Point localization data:
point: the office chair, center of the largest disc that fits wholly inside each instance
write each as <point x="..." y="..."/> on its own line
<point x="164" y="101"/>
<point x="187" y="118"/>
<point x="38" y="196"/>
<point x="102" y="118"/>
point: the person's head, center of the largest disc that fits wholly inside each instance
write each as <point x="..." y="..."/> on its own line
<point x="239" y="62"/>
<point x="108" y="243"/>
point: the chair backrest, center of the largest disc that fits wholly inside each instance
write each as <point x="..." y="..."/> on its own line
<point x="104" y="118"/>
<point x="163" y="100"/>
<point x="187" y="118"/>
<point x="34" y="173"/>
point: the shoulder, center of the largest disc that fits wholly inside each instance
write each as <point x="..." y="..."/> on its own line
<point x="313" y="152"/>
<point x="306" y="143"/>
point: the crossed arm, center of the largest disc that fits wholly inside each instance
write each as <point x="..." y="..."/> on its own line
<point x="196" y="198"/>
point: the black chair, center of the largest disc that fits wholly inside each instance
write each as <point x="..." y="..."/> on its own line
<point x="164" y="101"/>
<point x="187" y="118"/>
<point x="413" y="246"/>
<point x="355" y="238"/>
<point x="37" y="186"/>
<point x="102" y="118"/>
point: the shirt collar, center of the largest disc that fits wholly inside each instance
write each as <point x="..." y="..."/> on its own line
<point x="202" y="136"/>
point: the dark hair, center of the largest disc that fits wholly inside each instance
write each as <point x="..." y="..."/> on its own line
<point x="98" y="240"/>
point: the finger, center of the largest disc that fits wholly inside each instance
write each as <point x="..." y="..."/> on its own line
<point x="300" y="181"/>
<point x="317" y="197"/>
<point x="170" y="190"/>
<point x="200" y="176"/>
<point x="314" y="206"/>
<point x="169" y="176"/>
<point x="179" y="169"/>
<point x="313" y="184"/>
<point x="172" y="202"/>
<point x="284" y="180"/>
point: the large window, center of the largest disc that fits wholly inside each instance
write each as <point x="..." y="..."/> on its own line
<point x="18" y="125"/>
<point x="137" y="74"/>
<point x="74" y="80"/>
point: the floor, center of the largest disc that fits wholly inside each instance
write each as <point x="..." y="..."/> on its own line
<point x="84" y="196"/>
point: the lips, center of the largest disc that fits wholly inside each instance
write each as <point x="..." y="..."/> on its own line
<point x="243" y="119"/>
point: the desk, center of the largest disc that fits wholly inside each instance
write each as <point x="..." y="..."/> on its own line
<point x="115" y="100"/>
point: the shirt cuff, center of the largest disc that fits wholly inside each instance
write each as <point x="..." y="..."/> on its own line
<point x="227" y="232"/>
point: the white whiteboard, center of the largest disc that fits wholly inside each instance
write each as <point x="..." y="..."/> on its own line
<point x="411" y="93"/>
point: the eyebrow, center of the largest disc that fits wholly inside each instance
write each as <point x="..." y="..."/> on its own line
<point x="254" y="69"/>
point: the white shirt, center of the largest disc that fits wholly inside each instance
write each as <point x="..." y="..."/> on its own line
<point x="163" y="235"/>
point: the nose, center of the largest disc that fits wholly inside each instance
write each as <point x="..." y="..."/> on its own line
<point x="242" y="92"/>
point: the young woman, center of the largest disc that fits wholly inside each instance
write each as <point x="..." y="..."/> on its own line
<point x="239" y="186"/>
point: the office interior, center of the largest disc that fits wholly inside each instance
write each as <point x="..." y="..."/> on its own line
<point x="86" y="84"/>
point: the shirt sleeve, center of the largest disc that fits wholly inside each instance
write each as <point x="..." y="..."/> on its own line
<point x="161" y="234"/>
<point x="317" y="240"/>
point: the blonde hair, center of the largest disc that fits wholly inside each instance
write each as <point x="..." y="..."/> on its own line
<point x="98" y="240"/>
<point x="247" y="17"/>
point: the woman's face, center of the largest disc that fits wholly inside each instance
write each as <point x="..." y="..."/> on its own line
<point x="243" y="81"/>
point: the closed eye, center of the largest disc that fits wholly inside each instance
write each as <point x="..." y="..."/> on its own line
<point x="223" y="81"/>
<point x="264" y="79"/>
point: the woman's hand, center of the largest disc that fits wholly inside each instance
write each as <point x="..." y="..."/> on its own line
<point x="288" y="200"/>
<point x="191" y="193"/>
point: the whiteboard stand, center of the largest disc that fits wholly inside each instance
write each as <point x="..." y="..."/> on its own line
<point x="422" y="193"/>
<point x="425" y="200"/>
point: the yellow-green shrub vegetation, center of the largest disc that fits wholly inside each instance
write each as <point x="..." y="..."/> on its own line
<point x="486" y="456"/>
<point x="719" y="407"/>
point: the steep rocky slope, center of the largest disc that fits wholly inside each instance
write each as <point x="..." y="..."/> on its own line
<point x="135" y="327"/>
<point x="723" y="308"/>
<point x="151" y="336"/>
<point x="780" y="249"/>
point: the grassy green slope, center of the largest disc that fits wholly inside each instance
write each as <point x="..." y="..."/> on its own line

» **PROBLEM TO SOLVE**: Repeat the data exactly, with every line included.

» **ANSWER TO THE PROBLEM**:
point: the office chair, center of the largest disc that fits wholly inside each instance
write each as <point x="..." y="..."/> on its own line
<point x="164" y="101"/>
<point x="187" y="118"/>
<point x="38" y="196"/>
<point x="102" y="118"/>
point: the person's head, center of the largest disc that fits wholly inside each instance
write each as <point x="..." y="..."/> on its own line
<point x="239" y="62"/>
<point x="108" y="243"/>
point: the chair backrest, center of the largest disc that fits wholly inside each instance
write each as <point x="..." y="..."/> on its own line
<point x="104" y="118"/>
<point x="163" y="100"/>
<point x="187" y="118"/>
<point x="34" y="173"/>
point: the shoulder, center of the largest disc that fits wholly inside each instance
write each as <point x="..." y="..."/> on its own line
<point x="313" y="152"/>
<point x="306" y="143"/>
point: the crossed arm, center of the largest disc that fits wholly inside each instance
write each as <point x="..." y="..."/> on its own line
<point x="196" y="198"/>
point: the black chair, center of the largest disc that fits wholly inside each instance
write each as <point x="..." y="..."/> on its own line
<point x="164" y="101"/>
<point x="187" y="118"/>
<point x="413" y="246"/>
<point x="355" y="238"/>
<point x="37" y="186"/>
<point x="102" y="118"/>
point: the shirt collar, center of the largest disc that fits wholly inside each instance
write each as <point x="..." y="..."/> on its own line
<point x="202" y="136"/>
point: the dark hair, center of the largest disc that fits wholly inside each instance
write each as <point x="..." y="..."/> on its own line
<point x="98" y="240"/>
point: the finger, center of the largest disc that fits wholly inside each instance
write each as <point x="..." y="..."/> on its own line
<point x="300" y="181"/>
<point x="317" y="197"/>
<point x="170" y="190"/>
<point x="200" y="176"/>
<point x="314" y="206"/>
<point x="169" y="176"/>
<point x="179" y="169"/>
<point x="313" y="184"/>
<point x="172" y="202"/>
<point x="284" y="180"/>
point: the large window, center of the largest disc that fits wholly inside each instance
write each as <point x="..." y="..."/> on its own line
<point x="18" y="125"/>
<point x="137" y="74"/>
<point x="74" y="80"/>
point: the floor, center of the largest disc that fits wholly inside each instance
write each as <point x="..." y="..."/> on its own line
<point x="84" y="196"/>
point: the lips, center of the largest disc that fits wholly inside each instance
write each as <point x="..." y="..."/> on its own line
<point x="243" y="119"/>
point: the desk, center of the largest disc that fits wholly inside each instance
write each as <point x="..." y="..."/> on its own line
<point x="115" y="100"/>
point: the shirt cuff, center of the largest disc that fits wholly inside each instance
write each as <point x="..." y="..."/> on its own line
<point x="227" y="232"/>
point: the white whiteboard, center of the largest disc that fits wholly inside each instance
write each as <point x="..." y="..."/> on its own line
<point x="411" y="93"/>
point: the eyebrow, center of the largest disc that fits wholly inside each instance
write each as <point x="..." y="..."/> on its own line
<point x="254" y="69"/>
point: the white shirt, center of the largest disc that fits wholly inside each instance
write each as <point x="..." y="..."/> on its own line
<point x="163" y="235"/>
point: the nose, center of the largest disc that fits wholly inside each instance
write each as <point x="..." y="..."/> on its own line
<point x="242" y="92"/>
point: the young woman, center of the largest disc that fits wholly inside each instance
write each as <point x="..." y="..."/> on its own line
<point x="239" y="186"/>
point: the office interior, center of the largest disc that fits wholly inside each instance
write each as <point x="..." y="..."/> on its own line
<point x="86" y="84"/>
point: the shirt sleeve, center of the largest disc that fits wholly inside each instance
write each as <point x="..." y="..."/> on its own line
<point x="161" y="234"/>
<point x="317" y="240"/>
point: the blonde hair, center of the largest disc that fits wholly inside each instance
write each as <point x="..." y="..."/> on its own line
<point x="98" y="240"/>
<point x="247" y="17"/>
point: the woman's face, center of the largest disc that fits wholly inside each instance
write each as <point x="..." y="..."/> on its own line
<point x="243" y="81"/>
point: the closed eye, center of the largest disc that fits wholly inside each instance
write each as <point x="..." y="..."/> on its own line
<point x="223" y="81"/>
<point x="264" y="79"/>
point: the woman's hand, center of the largest disc that fits wholly inside each instance
write each as <point x="..." y="..."/> on its own line
<point x="288" y="200"/>
<point x="191" y="193"/>
point: the whiteboard stand, center of the largest disc that fits wholly inside each instance
write each as <point x="..." y="..."/> on its own line
<point x="422" y="193"/>
<point x="425" y="200"/>
point: the yellow-green shrub vegetation, center of the largest disc that fits wholly inside each instance
write each as <point x="..." y="..."/> on its own line
<point x="486" y="456"/>
<point x="719" y="407"/>
point: the steep rocky slope, center of the largest disc that fits wholly inside each instance
write each as <point x="..." y="..."/> on its own line
<point x="135" y="327"/>
<point x="723" y="308"/>
<point x="151" y="336"/>
<point x="780" y="249"/>
point: the grassy green slope, center of the largest disc that fits wholly inside each instance
write each as <point x="..." y="..."/> on its own line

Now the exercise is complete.